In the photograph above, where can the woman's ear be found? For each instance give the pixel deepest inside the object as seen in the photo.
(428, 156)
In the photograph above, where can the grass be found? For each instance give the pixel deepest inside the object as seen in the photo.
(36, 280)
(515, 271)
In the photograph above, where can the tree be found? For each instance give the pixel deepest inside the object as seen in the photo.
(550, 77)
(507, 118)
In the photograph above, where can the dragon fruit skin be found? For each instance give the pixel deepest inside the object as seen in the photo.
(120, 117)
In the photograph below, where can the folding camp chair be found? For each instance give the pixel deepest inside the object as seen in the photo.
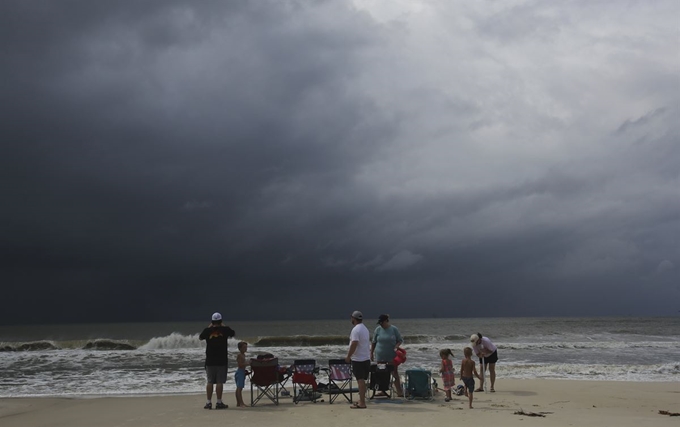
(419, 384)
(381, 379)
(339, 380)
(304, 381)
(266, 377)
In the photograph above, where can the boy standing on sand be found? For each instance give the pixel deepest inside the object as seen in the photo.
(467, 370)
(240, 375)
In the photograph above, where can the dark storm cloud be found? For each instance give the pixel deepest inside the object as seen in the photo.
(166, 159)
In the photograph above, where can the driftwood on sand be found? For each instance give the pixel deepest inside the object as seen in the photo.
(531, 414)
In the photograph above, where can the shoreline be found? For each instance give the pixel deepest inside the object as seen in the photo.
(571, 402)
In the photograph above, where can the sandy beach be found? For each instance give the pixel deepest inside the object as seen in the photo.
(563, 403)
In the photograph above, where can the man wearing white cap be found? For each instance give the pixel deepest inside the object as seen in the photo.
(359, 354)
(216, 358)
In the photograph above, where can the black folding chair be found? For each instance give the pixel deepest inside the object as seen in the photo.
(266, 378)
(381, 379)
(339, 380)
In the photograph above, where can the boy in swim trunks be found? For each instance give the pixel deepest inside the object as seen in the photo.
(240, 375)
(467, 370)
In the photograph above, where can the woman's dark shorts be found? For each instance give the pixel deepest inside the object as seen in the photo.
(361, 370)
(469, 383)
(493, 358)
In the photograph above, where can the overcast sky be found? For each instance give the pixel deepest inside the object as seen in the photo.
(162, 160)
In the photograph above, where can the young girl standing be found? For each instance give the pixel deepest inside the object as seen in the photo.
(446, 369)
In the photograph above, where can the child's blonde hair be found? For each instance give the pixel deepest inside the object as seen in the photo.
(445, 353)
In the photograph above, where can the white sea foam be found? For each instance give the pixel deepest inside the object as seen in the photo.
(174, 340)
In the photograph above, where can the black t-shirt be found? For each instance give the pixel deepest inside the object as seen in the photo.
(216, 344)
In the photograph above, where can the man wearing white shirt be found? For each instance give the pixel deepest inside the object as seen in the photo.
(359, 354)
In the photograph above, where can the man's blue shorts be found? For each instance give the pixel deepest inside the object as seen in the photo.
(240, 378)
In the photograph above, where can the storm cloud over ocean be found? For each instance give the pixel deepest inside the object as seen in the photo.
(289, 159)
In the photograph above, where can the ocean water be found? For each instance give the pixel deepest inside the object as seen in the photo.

____________________

Write out exactly the lines of the entries above that run from the line containing "In the photograph above, where can the man wearing white shirt" through the last line, including both.

[Answer below]:
In the photograph above, where can the man wearing white shirt be found? For each instance give the pixel deepest inside the object as seen in the photo.
(359, 354)
In the photograph above, where can the man's blue shorts be found? For each instance give the pixel deepest inside the object as seen in the photo.
(240, 378)
In the photograph above, where can the storm cloud over ocean be found? For each instance give the pixel deepest inside the object as seen in the photo.
(289, 159)
In the photograph above, where can the ocean water be found? For each instance give the pixel deepest inside the object as seen in the photo.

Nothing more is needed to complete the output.